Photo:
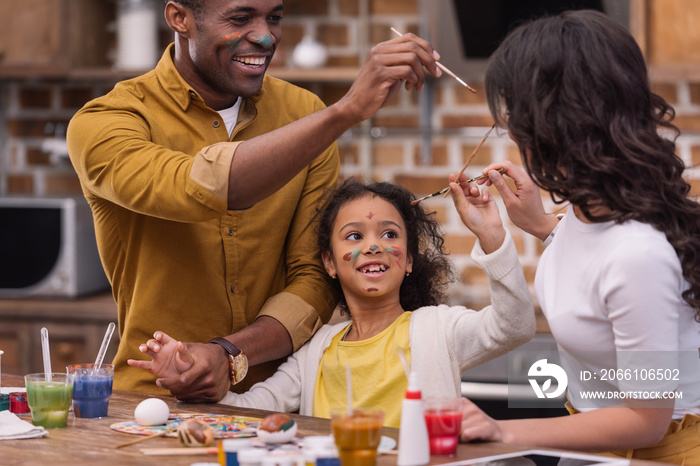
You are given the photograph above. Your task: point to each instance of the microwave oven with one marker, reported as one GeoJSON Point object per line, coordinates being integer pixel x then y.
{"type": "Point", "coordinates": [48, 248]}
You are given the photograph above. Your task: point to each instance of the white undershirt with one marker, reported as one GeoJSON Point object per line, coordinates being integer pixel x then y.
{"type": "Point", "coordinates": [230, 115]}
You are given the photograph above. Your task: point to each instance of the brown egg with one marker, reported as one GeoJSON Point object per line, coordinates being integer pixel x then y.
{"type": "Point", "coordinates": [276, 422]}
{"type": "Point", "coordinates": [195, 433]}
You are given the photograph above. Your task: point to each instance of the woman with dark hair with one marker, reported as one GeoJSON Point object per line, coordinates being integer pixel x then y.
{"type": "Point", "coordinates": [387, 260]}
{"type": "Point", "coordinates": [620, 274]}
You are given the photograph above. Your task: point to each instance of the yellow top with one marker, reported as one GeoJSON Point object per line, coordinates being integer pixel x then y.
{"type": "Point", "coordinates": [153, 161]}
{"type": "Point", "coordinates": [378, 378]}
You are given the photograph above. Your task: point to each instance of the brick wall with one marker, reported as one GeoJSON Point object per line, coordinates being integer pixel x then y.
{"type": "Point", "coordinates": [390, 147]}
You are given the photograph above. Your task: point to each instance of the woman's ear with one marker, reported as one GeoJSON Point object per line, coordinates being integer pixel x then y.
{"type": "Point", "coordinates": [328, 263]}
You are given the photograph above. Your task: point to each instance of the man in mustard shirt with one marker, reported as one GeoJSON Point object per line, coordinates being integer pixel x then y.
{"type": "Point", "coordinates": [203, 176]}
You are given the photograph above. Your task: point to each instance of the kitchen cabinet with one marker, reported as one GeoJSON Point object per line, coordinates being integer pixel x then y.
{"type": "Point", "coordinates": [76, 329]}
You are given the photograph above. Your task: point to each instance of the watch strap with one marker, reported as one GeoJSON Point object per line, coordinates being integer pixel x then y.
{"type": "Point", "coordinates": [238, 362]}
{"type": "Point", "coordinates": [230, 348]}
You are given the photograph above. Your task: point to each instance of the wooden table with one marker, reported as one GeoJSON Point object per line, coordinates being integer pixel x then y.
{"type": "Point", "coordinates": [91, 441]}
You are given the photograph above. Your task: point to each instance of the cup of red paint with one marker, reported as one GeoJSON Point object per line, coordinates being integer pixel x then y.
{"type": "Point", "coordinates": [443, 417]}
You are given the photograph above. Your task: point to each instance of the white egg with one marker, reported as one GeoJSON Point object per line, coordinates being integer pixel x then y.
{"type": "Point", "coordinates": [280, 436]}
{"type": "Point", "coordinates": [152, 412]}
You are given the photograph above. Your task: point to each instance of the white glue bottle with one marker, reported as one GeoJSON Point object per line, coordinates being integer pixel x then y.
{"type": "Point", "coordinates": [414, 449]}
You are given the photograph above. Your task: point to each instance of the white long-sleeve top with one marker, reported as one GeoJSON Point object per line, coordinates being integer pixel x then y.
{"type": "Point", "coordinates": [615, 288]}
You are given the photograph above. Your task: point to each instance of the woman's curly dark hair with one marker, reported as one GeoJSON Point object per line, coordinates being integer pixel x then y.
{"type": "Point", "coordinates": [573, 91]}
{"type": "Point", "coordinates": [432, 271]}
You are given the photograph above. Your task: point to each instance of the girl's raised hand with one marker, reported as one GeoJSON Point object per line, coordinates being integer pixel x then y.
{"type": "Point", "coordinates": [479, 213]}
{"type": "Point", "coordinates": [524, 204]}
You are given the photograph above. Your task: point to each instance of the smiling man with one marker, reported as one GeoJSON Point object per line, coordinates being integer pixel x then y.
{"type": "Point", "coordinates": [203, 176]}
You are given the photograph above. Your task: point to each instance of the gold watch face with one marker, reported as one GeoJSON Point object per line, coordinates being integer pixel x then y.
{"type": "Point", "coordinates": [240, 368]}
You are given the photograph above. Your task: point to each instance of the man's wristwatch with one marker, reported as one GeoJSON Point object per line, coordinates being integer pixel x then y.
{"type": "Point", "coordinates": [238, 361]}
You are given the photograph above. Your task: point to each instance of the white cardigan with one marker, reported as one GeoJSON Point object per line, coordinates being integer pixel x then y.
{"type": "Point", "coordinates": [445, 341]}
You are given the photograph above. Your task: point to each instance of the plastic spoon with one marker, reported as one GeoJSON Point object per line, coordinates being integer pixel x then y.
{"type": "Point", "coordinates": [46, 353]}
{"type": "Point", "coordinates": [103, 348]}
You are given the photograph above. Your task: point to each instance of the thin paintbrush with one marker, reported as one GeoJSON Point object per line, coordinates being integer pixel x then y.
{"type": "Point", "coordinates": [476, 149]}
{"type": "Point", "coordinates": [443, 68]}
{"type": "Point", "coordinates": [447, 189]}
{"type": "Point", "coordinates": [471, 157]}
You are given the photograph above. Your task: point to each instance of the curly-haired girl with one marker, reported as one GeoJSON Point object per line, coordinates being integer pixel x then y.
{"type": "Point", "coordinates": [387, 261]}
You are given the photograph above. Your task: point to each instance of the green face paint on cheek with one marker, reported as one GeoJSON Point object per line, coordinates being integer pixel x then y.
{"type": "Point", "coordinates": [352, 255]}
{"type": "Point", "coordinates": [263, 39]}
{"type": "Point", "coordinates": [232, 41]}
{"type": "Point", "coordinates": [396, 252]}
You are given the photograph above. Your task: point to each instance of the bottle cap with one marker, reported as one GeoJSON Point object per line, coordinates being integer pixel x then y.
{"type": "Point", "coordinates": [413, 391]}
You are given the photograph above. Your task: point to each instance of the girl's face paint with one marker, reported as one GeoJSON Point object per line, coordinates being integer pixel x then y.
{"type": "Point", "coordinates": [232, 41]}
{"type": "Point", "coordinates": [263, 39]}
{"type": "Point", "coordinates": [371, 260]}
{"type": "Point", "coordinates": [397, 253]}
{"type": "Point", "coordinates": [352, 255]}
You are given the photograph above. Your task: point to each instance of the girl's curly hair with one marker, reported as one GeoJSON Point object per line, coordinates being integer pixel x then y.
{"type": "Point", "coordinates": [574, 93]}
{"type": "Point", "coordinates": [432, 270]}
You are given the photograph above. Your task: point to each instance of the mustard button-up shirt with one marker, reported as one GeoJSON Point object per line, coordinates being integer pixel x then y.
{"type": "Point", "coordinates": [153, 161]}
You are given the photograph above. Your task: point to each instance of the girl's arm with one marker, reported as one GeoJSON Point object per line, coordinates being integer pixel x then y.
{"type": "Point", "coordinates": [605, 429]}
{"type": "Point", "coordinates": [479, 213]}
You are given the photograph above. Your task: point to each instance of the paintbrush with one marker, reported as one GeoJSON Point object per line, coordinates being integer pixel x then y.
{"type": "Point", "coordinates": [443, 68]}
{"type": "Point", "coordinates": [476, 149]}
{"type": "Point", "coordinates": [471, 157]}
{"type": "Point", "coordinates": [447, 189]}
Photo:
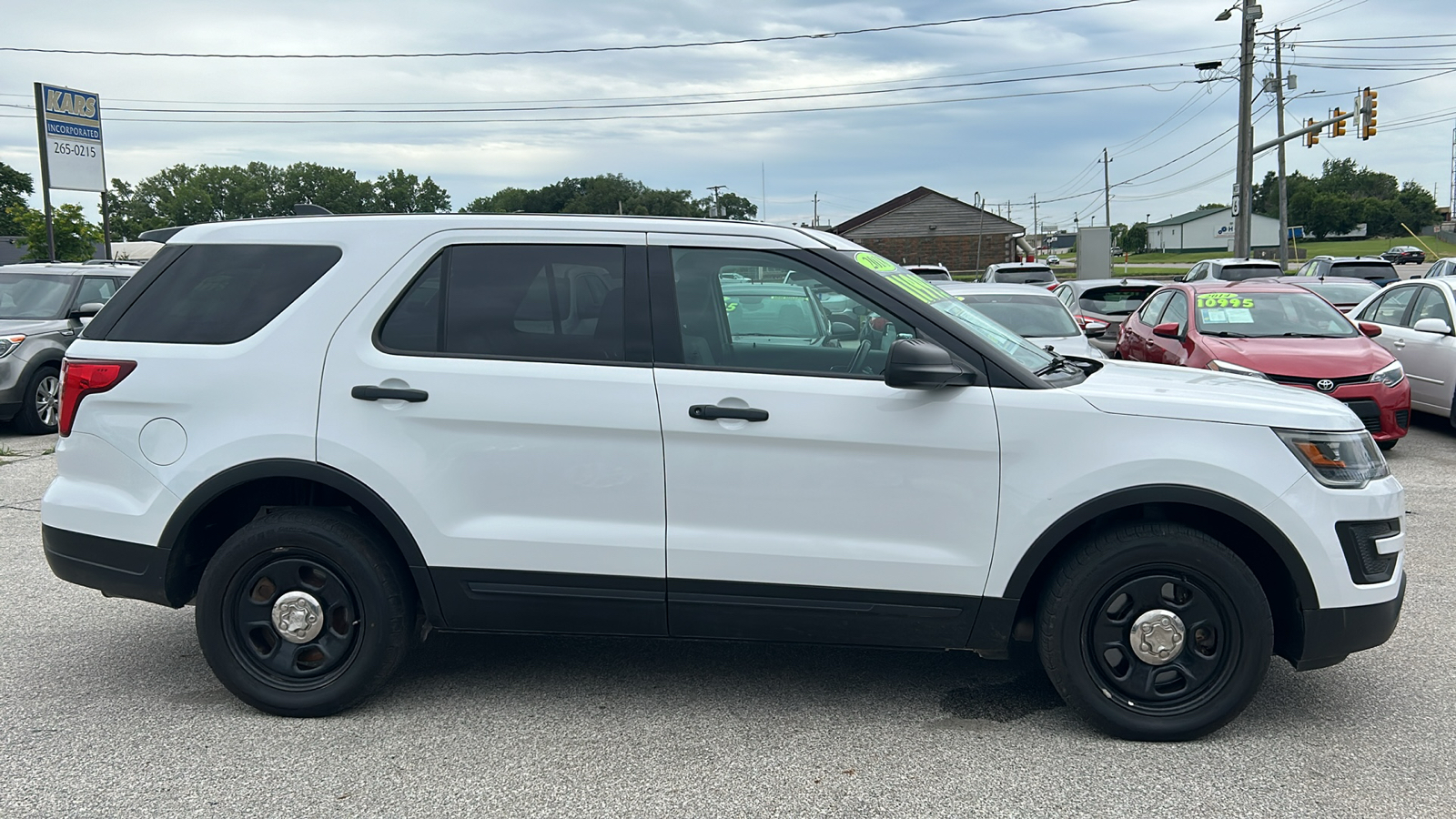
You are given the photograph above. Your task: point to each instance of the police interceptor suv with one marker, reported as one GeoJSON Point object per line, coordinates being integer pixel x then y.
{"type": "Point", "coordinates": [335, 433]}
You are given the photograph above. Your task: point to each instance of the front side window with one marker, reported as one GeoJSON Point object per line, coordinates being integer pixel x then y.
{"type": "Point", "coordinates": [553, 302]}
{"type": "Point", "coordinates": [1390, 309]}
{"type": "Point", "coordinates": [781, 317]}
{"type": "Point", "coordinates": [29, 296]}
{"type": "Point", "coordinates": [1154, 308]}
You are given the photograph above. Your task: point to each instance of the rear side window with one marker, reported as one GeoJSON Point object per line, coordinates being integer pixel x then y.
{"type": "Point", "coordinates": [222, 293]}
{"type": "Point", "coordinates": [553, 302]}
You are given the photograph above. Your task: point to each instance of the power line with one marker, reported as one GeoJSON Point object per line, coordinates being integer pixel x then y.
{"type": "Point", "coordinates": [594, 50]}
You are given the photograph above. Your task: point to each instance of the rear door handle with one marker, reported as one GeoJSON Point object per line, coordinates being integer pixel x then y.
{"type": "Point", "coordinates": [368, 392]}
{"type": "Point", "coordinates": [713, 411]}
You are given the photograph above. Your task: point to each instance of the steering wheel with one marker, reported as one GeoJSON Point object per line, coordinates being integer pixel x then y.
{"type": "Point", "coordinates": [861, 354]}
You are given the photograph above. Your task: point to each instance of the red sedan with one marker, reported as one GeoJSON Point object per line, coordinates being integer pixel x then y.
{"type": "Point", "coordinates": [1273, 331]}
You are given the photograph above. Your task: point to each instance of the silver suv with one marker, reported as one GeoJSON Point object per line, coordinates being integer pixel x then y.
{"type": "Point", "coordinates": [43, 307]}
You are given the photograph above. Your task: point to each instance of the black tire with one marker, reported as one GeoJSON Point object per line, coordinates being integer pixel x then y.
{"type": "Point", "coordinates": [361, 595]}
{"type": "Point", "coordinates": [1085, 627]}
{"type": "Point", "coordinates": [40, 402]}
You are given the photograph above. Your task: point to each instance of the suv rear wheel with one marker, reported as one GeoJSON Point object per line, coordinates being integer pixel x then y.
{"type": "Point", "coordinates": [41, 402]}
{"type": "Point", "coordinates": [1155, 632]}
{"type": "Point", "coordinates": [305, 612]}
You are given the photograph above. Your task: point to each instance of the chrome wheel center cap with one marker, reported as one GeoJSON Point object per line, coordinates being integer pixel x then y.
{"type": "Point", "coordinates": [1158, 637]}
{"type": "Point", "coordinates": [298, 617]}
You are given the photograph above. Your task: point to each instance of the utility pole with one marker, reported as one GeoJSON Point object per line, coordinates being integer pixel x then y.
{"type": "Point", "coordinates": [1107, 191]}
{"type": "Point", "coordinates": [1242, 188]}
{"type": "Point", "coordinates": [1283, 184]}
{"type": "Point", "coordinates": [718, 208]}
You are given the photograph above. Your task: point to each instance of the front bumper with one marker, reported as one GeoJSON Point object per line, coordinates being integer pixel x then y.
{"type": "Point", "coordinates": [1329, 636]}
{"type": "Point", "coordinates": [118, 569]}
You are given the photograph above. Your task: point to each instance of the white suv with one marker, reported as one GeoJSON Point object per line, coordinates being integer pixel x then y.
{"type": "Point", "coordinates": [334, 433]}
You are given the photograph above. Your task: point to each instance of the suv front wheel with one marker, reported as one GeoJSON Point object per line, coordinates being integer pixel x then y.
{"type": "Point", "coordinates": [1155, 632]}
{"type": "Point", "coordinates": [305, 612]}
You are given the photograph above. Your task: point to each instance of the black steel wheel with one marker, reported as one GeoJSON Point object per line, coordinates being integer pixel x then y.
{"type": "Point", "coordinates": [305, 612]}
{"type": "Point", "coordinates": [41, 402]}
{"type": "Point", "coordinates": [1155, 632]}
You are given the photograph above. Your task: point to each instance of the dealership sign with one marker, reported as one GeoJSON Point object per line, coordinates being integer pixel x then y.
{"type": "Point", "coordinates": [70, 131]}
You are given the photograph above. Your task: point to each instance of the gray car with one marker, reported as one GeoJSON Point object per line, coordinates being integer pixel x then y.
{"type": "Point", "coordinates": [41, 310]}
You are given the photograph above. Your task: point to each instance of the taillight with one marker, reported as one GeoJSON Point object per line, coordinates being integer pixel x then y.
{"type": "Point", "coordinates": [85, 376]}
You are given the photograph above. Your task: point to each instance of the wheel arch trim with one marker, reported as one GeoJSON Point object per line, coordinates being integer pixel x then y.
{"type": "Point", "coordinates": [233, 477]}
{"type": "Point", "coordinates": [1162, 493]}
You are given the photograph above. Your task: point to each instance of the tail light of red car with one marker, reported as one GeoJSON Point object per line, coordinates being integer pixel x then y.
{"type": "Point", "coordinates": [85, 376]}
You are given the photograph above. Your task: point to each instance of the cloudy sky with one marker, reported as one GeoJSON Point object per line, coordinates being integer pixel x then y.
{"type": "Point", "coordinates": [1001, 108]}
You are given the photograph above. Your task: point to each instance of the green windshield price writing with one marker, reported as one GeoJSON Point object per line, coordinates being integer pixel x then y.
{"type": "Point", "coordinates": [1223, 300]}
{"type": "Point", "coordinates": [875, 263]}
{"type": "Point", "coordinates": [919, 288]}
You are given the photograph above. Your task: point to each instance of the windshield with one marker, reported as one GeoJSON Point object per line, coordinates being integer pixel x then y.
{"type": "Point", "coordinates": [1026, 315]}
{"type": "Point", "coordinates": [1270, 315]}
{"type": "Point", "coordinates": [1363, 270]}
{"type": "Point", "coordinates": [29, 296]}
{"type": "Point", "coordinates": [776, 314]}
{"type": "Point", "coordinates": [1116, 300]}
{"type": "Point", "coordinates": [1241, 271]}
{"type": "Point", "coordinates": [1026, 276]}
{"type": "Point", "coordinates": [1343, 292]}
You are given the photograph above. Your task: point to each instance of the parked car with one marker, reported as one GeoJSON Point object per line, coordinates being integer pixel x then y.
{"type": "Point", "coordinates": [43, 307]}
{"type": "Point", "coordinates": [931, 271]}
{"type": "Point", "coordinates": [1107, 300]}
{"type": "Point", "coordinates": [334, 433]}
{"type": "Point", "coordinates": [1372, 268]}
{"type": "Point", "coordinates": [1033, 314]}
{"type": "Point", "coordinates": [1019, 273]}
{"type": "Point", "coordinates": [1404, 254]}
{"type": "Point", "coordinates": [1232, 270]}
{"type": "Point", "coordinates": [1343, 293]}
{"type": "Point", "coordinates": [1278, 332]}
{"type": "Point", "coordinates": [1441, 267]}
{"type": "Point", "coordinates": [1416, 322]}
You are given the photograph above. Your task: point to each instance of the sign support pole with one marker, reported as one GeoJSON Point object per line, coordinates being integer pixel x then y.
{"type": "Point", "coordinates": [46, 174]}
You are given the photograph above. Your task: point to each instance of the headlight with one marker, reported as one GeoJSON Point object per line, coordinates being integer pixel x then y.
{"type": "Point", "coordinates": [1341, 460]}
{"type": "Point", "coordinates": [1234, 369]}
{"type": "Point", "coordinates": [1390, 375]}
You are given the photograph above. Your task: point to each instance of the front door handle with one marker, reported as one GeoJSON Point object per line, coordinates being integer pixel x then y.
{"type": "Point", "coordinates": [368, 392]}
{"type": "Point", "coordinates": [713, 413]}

Given problem
Starting at the line that contains "of the sign", output each remaining line of the listing, the last line included, exactly as it appears.

Response to the exercise
You are given the photograph above. Your task: point to each instance of the sign support pole with one marker, reported as one GeoJSON Point object per line, coordinates being integer pixel x then y.
{"type": "Point", "coordinates": [46, 174]}
You are given the photograph above. Your task: point to each instance of the headlight with one marker, reported as one GeoJSON Point object per line, coordinates being integer pixel x then y.
{"type": "Point", "coordinates": [1341, 460]}
{"type": "Point", "coordinates": [1234, 369]}
{"type": "Point", "coordinates": [1390, 375]}
You are given the photograph above. Your task: point to each instance of the front door handle with one marker, reported as one GeoJSON Point object per line, coordinates being integer pixel x then y.
{"type": "Point", "coordinates": [368, 392]}
{"type": "Point", "coordinates": [713, 413]}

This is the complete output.